• **阅读摘录**:
CODEVS 1082 (区间查询+区间求和)

题目链接:http://codevs.cn/problem/1082/

注意更新区间求和时,应该加上的是这一段区间包含的元素的个数乘以更新的值

#include <cstdio>
#include <iostream>
#include <algorithm>
#include <cmath>
#include <queue>
#include <vector>
#include <cstring>
#include <map>
#define mem(a) memset(a,0,sizeof(a))
using namespace std;
typedef long long ll;
const int maxn = 4000005;
const ll INF = 0x3f3f3f3f3f;
int dir[8][2]= {0,1,1,0,0,-1,-1,0,1,-1,-1,-1,1,1,-1,1};
int dir2[4][2]= {0,1,0,-1,1,0,-1,0};
bool flag;
ll a[maxn],sum[maxn],n,ans,num[maxn];
struct node{
    ll l;
    ll r;
}b[maxn];
void pushup(ll k)

• **任务要求 1**:
用两句话概括上面这段关于CODEVS 1082的文字。

• **所给信息**:
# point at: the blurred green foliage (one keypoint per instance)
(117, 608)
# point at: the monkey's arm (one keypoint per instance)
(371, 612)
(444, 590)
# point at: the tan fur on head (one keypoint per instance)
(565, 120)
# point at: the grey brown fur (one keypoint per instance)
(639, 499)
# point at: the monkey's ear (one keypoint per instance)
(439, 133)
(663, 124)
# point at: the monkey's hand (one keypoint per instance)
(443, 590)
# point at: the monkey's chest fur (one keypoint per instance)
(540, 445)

• **任务要求 2**:
请把上面清单中的所有行逐字重新键入一遍。

• **结果 1**:
这段文字讲的是CODEVS 1082题(区间查询+区间求和),并给出了题目链接http://codevs.cn/problem/1082/。文中提醒,更新区间求和时,应加上的是该区间所含元素的个数乘以更新的值。

• **结果 2**:
# point at: the blurred green foliage (one keypoint per instance)
(117, 608)
# point at: the monkey's arm (one keypoint per instance)
(371, 612)
(444, 590)
# point at: the tan fur on head (one keypoint per instance)
(565, 120)
# point at: the grey brown fur (one keypoint per instance)
(639, 499)
# point at: the monkey's ear (one keypoint per instance)
(439, 133)
(663, 124)
# point at: the monkey's hand (one keypoint per instance)
(443, 590)
# point at: the monkey's chest fur (one keypoint per instance)
(540, 445)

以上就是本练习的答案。